Passage provided:

****************************************

How much do we trust a student’s answer about drug use?

Shiny

Drug Use

Bayes

Authors

Francisco Cardozo

Pablo Montero-Zamora

Published

July 6, 2024

Confidence in students’ survey responses is often questioned when researching drug use, as it can be difficult to determine whether students are being truthful about their alcohol and other drug consumption. This concern is valid because self-reported drug use data can be influenced by various reporting biases. For instance, some students may underreport their drug use (i.e., deniers), while others may overreport (i.e., braggers). It is crucial to understand how these biases can impact the validity of research findings and to take steps to minimize their influence.

To examine this issue, we created a simulation-based app. This app can analyze the potential effects of deniers and braggers at different prevalence levels. It aims to improve understanding of how these biases affect research validity and to develop strategies to minimize their influence. By simulating different scenarios and analyzing the results, researchers can better understand the impact of deniers and braggers on research findings and take appropriate steps to mitigate these biases.

Let’s define some key concepts:

True prevalence: The true number of students using a drug divided by the total population.
Deniers: Students who lie about not using drugs when they actually do.
Braggers: Students who lie about using drugs when they actually don’t.

We can use a student’s response to a drug use question to estimate the probability of their actual drug use behavior given hypothetical values of deniers, braggers, and true prevalence.

To model this probability, we can use Bayes’ theorem:

\[ P(A | B) = P(A) \frac{P(B | A)}{P(B)} \]

By replacing:

(P(A|B)): The probability of drug use, given that the student says “yes” in the questionnaire.
(P(B|A)): The probability of saying “yes” in the questionnaire, given that the student has used drugs.
(P(A)): The probability of drug use (drug use prevalence).
(P(B)): The probability of saying “yes” in the questionnaire.

We present simulated scenarios to understand how the trustworthiness of student responses changes based on the proportions of braggers, deniers, and the prevalence of alcohol use.

****************************************

Recorded information:
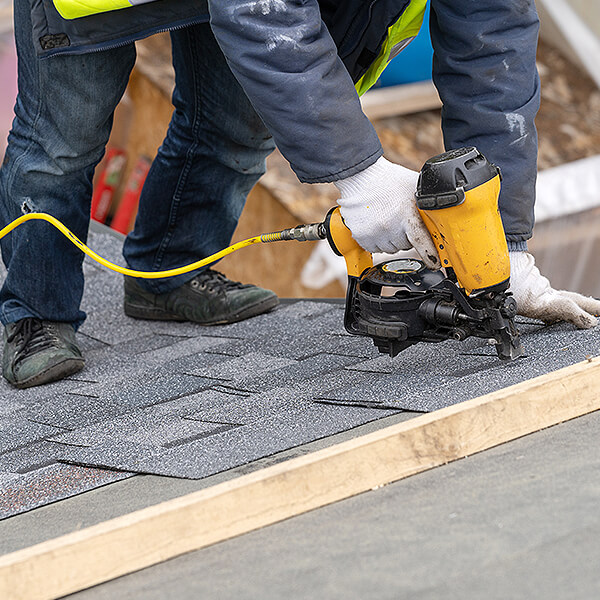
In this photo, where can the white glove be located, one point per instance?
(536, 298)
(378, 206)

****************************************

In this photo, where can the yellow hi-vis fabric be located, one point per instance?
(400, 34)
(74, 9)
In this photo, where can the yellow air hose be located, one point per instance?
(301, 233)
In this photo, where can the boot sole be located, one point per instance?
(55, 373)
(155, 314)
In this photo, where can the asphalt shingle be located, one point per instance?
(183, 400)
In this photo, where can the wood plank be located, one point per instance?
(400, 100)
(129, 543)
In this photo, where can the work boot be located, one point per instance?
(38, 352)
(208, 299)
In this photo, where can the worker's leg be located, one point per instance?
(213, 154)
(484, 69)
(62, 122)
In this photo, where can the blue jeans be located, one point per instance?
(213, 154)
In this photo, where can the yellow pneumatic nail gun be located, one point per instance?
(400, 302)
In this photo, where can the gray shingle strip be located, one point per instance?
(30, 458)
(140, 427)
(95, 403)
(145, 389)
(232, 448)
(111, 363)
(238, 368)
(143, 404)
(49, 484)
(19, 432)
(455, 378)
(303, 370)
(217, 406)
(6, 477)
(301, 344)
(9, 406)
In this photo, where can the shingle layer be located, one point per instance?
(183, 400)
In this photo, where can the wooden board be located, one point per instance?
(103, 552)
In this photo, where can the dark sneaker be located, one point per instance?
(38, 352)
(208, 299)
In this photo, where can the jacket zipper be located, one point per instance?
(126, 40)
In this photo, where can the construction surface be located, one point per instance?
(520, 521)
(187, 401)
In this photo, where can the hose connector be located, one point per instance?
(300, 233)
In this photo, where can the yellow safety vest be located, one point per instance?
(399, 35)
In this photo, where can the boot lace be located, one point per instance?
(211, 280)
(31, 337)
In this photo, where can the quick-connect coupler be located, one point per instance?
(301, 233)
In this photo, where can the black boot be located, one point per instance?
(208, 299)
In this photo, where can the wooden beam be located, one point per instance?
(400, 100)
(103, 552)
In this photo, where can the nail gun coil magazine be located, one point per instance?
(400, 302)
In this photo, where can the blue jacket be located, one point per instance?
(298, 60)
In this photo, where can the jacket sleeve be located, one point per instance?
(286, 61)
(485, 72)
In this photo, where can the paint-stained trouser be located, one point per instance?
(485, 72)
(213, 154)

****************************************

What you will do:
1) On the page about students' drug use answers, what term is used for students who lie about using drugs when they actually don't?
2) List every probability term that the page about students' drug use answers defines after "By replacing:", giving what each one stands for.

Answers given:
1) Braggers

2)
- P(A|B): the probability of drug use, given that the student says "yes" in the questionnaire.
- P(B|A): the probability of saying "yes" in the questionnaire, given that the student has used drugs.
- P(A): the probability of drug use (drug use prevalence).
- P(B): the probability of saying "yes" in the questionnaire.